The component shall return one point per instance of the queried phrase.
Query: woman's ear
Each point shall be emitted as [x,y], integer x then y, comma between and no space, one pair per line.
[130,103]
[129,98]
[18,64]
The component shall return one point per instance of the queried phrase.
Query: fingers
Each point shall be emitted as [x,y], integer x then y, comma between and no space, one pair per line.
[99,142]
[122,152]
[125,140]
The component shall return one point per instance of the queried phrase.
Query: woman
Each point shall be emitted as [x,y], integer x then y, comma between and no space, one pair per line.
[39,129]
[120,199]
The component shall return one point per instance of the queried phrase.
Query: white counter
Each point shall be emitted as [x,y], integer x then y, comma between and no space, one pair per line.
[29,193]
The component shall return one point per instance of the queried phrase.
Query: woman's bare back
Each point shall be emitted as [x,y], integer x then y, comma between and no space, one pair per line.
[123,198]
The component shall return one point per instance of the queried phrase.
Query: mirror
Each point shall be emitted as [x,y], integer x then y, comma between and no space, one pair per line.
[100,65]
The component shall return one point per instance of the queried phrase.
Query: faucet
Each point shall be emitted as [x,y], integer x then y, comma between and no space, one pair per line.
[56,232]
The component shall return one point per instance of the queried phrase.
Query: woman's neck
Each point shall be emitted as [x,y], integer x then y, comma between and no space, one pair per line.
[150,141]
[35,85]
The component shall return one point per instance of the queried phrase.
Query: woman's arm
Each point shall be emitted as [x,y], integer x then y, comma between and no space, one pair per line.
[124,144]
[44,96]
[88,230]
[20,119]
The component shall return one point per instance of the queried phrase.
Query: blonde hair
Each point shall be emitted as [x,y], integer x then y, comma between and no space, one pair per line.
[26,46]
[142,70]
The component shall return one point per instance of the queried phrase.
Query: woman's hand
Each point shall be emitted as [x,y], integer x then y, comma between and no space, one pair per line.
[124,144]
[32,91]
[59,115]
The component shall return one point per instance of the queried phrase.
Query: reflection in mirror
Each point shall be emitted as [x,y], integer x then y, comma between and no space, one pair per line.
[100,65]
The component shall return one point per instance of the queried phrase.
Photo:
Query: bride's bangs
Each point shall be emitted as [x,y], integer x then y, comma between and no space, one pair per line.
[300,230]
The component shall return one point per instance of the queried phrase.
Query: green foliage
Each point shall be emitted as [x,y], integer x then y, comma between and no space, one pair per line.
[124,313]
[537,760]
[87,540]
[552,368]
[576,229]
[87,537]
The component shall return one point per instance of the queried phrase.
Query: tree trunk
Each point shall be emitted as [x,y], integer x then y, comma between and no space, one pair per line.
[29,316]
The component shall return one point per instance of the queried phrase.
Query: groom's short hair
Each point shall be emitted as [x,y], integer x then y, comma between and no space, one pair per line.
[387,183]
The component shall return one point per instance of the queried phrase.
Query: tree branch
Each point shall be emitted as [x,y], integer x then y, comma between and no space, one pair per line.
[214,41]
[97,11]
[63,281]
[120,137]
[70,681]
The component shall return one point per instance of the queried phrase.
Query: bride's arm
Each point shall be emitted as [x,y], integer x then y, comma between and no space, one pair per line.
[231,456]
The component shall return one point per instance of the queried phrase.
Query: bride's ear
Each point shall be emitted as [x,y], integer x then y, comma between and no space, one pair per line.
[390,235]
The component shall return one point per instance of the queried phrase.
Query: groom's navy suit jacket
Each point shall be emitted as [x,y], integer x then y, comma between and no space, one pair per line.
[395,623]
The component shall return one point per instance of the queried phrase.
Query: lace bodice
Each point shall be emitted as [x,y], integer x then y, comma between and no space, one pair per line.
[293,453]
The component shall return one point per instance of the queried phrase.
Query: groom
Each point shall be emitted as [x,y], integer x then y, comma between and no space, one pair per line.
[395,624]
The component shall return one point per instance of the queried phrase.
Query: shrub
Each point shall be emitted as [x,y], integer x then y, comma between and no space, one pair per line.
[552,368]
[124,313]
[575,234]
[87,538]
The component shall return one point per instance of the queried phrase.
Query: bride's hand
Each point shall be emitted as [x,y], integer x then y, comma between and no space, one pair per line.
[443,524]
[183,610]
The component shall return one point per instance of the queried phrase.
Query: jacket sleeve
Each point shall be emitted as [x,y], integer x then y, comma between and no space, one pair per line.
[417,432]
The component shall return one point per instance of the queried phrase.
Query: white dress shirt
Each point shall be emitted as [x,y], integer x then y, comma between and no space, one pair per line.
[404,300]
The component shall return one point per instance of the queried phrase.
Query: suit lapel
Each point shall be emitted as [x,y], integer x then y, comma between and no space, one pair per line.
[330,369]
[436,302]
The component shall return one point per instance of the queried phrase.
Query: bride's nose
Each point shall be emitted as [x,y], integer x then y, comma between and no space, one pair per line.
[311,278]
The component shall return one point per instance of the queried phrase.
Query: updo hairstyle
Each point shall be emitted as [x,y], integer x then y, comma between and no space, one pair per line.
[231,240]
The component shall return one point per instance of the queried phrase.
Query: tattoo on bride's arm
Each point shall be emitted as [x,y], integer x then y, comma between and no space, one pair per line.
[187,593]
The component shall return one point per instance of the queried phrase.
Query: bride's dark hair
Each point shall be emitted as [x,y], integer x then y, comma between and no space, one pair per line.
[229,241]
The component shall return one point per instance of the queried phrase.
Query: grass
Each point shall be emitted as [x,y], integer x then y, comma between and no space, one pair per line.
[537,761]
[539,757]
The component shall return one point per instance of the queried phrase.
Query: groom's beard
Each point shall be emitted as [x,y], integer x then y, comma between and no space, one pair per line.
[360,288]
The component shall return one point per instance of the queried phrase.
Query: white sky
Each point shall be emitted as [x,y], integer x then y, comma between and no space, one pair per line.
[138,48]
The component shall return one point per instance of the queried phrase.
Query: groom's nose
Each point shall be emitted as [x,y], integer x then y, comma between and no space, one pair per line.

◇ ◇ ◇ ◇ ◇ ◇ ◇

* **PROMPT**: Would you output the entire listing exactly as written?

* **THE ANSWER**:
The component shall return one point per instance of the queried phrase.
Query: woman's ear
Each point shall be emitted as [x,y], integer x then y, comma between and no space, one pair per line.
[130,103]
[129,98]
[18,64]
The component shall return one point per instance of the queried phrase.
Query: fingers
Each point shall be emitted as [x,y], integer x then y, comma between and no space, one pair per line.
[99,142]
[122,152]
[125,140]
The component shall return one point per instance of the queried phrase.
Query: woman
Each point shall be emitted as [x,y], integer x then y, comma between and no space, one pair per line.
[39,129]
[120,199]
The component shall return one point per instance of the queried phrase.
Query: white counter
Each point shall be emitted as [x,y], integer x then y, comma between and no space, one pair per line.
[29,193]
The component shall return one point per instance of the queried phrase.
Query: woman's bare back
Each point shall be emitted as [x,y], integer x then y, comma between and no space, one pair per line.
[123,198]
The component shall return one point per instance of the queried phrase.
Query: mirror
Each point shall be emitted as [x,y], integer x then y, comma between and no space, one pair per line.
[100,65]
The component shall return one point per instance of the queried phrase.
Query: faucet
Each point shall be emitted as [x,y], integer x then y, comma between and no space, one pair per line.
[56,232]
The component shall return one point per instance of the queried phrase.
Query: woman's neck
Each point shall be emitted as [x,y], integer x then y, comma between and no space, one pair per line.
[150,141]
[35,85]
The component shall return one point per instance of the queried phrase.
Query: woman's arm
Each point shall be emitted as [x,y], integer x then y, comma between and no space, one pair per line.
[124,144]
[44,96]
[88,230]
[20,119]
The component shall return one point per instance of the queried phrase.
Query: blonde hair
Each point shall be emitted as [x,y], integer x then y, comma between and no space, one pair per line.
[26,46]
[142,70]
The component shall return one point per instance of the queried phrase.
Query: woman's hand
Each point shall be emitted as [x,y], integer x then y, comma between and no space, one pair per line.
[124,144]
[32,91]
[59,115]
The component shall return one point per instance of the queried phrase.
Query: reflection in mirror
Each point shall be emitted as [x,y], integer x then y, comma between and no space, one pair per line.
[100,65]
The component shall return one point per instance of the queried phrase.
Photo:
Query: bride's bangs
Each point shall be emitted as [x,y], integer x then y, comma between and no space, one pair per line.
[300,230]
The component shall return one point per instance of the queried phrase.
Query: green foliage
Each point shall be emitted as [x,y], integer x then y, comma between and no space, one pair per line.
[124,313]
[537,760]
[87,540]
[552,368]
[576,229]
[87,537]
The component shall return one point per instance of the queried phrase.
Query: tree trunk
Each point shall be emitted as [x,y], integer x then y, comma between and no space, one pair per line.
[29,316]
The component shall return one point per instance of the queried phrase.
Query: groom's short hair
Each point shall be emitted as [x,y], integer x then y, comma between and no space, one pair per line.
[387,183]
The component shall return one point per instance of the queried phrase.
Query: tree branch
Each point shall be emitted as [x,y], integer x then y, comma between and no space, one pair per line.
[214,41]
[97,11]
[63,281]
[120,137]
[70,681]
The component shall return one point per instance of the queried phrase.
Query: bride's arm
Each point shall be emitted as [x,y], integer x then y, comma between and no space, one pair per line.
[231,456]
The component shall return one point per instance of the queried phrase.
Query: bride's ear
Each point shall be emitted as [x,y], integer x then y, comma between and no space, one pair per line.
[390,235]
The component shall return one point per instance of the queried phrase.
Query: groom's navy suit jacket
Each point shall be emitted as [x,y], integer x then y, comma between and no space, one pair per line.
[395,623]
The component shall return one point per instance of the queried phrase.
Query: lace bodice
Each point shall be emitted as [x,y], integer x then y, comma between and no space, one pair per line.
[293,453]
The component shall return one point per instance of the queried phrase.
Query: groom
Each point shall be emitted as [x,y], integer x then y, comma between and no space, one pair per line.
[395,624]
The component shall return one point per instance of the queried phrase.
Query: shrub
Each point shall be emitted as [x,y], integer x then y, comma between and no space, one pair per line.
[552,368]
[124,313]
[575,234]
[87,538]
The component shall return one point per instance of the queried phrase.
Query: bride's hand
Each point shall be emitted as [x,y], integer x then y, comma between and no space, one pair per line.
[443,524]
[183,610]
The component shall return one point per instance of the queried phrase.
Query: jacket sleeve
Each point shall be emitted as [x,y], integer x then y, comma between and no space, one pair per line.
[417,432]
The component shall return one point per instance of the queried phrase.
Query: white dress shirt
Each point shall be emitted as [x,y], integer x then y, comma between and no space, one pair per line.
[404,300]
The component shall return one point per instance of the queried phrase.
Query: suit lapel
Each point shall be emitted as [x,y], integer x then y, comma between and no space, one pair per line.
[330,369]
[436,302]
The component shall return one point per instance of the queried phrase.
Query: bride's nose
Each point shall be emitted as [x,y], integer x then y, comma between and no space, one pair per line.
[311,278]
The component shall return one point per instance of the queried phrase.
Query: updo hairstyle
Each point shall be emitted as [x,y], integer x then y, comma between and no space, one pair per line.
[231,240]
The component shall return one point per instance of the queried phrase.
Query: tattoo on bride's arm
Each point shall be emitted as [x,y], integer x then y, comma between and no space, one pair per line.
[187,593]
The component shall return one point per instance of the queried phrase.
Query: bride's dark hair
Each point shall be emitted as [x,y], integer x then y, comma between and no space, one pair per line.
[229,241]
The component shall return one point per instance of the queried phrase.
Query: grass
Each point shall be emitted as [x,y], integer x then y, comma between and no space, one pair per line.
[537,761]
[539,757]
The component shall return one point per instance of the queried phrase.
Query: groom's beard
Each point shall be emitted as [x,y], integer x then y, comma between and no space, one pair per line.
[360,288]
The component shall return one point per instance of the queried phrase.
Query: white sky
Each point shall be emitted as [x,y], integer x then y, comma between and no space, one pair per line.
[138,48]
The component shall return one point per instance of the queried phrase.
Query: groom's nose
Each point shall be emitted as [x,y], integer x then y, comma between and no space, one pair per line.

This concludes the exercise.